### DATA FOR THIS TASK:
>>>>>

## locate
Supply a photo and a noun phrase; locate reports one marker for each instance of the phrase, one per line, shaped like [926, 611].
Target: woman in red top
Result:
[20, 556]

<<<<<

Reproduce each of the entries above word for word.

## locate
Supply a photo and a noun phrase; locate reports one marker for each instance of the phrase, one per line, shaped like [926, 611].
Target: woman in red top
Result:
[20, 556]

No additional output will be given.